▶ Work instruction:
Find the word "church" below. Copy each line that has it.

---------- Data to use

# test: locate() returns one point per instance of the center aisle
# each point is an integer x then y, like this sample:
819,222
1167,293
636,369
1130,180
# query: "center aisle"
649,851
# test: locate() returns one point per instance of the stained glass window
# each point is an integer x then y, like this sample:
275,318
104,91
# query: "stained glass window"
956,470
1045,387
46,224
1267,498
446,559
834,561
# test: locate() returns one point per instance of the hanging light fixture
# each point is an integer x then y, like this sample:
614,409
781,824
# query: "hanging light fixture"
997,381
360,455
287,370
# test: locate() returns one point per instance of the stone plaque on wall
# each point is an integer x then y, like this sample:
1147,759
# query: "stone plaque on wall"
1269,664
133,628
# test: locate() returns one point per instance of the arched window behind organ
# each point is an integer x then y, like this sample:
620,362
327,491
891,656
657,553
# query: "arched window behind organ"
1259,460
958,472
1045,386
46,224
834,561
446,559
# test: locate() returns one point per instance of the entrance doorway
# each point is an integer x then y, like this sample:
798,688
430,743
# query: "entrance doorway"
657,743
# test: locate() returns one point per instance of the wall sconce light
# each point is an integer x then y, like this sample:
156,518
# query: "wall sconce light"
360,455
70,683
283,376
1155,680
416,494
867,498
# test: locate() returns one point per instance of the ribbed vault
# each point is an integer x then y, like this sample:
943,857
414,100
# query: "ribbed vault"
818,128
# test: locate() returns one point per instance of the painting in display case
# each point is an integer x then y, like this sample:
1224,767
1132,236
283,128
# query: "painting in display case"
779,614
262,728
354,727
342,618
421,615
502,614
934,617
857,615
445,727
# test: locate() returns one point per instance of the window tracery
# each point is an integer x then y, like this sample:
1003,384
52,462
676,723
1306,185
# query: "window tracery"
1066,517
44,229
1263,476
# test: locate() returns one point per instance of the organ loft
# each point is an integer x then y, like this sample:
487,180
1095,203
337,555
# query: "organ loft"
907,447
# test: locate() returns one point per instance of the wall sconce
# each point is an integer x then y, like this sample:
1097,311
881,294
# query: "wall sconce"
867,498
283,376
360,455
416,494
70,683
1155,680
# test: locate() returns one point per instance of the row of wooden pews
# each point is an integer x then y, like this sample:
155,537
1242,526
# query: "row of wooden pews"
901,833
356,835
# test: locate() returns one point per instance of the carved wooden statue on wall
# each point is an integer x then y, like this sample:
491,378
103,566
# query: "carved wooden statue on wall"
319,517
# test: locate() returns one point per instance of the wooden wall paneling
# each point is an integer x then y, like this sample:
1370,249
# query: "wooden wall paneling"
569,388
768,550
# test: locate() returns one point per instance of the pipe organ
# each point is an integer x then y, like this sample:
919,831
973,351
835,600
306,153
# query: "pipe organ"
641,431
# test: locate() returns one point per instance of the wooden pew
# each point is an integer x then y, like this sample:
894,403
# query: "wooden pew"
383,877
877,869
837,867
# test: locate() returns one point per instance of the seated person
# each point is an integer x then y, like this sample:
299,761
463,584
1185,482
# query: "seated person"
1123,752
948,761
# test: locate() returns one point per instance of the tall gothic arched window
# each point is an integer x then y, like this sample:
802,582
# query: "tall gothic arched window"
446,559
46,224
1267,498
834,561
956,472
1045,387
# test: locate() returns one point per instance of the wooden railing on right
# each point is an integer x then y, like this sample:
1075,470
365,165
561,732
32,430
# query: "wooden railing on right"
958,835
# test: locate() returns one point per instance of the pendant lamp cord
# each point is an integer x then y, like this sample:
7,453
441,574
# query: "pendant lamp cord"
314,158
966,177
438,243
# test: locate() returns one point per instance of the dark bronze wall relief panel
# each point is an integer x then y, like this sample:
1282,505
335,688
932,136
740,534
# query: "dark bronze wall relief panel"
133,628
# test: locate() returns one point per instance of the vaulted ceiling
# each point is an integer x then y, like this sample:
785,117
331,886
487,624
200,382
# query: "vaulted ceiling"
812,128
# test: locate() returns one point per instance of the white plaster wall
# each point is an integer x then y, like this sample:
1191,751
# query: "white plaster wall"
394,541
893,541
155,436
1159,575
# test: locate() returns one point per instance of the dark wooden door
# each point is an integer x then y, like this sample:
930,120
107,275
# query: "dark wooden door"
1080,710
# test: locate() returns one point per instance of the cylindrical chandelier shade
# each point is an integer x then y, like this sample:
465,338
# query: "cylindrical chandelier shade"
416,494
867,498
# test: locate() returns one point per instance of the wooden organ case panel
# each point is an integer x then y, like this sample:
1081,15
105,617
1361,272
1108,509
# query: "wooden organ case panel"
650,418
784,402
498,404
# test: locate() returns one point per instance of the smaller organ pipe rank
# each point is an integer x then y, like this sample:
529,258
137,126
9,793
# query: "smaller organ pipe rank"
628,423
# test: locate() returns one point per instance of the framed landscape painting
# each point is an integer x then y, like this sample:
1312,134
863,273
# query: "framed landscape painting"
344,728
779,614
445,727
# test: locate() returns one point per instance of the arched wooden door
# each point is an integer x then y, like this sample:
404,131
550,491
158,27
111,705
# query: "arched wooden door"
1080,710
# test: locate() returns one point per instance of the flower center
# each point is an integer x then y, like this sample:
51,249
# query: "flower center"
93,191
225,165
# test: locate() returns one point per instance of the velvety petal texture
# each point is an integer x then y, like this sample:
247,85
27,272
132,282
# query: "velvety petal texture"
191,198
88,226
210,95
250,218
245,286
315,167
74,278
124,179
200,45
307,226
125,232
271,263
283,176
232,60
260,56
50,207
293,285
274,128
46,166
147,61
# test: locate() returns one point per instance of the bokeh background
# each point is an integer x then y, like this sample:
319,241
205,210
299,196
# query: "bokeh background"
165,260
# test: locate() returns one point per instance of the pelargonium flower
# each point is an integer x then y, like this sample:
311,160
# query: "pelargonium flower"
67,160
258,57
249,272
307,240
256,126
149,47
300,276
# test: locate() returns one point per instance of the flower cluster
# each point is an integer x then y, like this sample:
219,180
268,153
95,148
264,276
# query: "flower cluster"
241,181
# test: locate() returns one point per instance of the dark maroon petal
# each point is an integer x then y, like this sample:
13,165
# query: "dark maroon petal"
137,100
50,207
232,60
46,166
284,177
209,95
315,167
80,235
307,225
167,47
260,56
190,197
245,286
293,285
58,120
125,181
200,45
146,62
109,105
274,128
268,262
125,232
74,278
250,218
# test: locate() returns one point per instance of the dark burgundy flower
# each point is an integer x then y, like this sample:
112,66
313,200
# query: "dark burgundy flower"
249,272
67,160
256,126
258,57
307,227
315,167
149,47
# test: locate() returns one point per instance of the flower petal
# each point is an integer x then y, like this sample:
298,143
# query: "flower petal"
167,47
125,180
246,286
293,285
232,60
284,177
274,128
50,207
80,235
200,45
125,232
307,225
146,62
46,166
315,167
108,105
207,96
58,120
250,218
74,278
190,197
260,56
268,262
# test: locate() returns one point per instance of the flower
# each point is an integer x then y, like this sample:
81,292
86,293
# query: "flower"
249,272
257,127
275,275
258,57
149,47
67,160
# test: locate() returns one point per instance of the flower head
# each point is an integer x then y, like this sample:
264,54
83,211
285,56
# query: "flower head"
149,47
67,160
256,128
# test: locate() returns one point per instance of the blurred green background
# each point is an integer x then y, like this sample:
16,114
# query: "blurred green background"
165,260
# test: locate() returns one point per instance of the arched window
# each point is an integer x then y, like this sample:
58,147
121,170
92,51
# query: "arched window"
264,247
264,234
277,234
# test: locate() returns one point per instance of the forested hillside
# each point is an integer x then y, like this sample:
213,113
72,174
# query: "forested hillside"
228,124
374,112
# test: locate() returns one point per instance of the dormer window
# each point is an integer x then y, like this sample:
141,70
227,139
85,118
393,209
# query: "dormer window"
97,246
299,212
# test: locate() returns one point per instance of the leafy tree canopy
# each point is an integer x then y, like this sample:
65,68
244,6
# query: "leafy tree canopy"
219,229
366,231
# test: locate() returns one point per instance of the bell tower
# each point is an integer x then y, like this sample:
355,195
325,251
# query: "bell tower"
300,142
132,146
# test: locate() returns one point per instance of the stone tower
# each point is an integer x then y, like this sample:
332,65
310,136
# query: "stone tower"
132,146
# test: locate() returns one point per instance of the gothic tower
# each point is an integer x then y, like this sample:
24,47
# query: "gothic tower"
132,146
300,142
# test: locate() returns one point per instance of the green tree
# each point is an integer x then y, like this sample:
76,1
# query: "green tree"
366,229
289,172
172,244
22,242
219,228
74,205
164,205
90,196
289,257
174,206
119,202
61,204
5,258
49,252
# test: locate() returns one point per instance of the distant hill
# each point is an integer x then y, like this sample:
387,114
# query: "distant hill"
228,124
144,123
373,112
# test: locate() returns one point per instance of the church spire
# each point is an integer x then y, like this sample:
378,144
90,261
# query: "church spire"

--------------------

▶ Solution to the exercise:
# test: locate() returns one point per instance of the church spire
# query: "church spire"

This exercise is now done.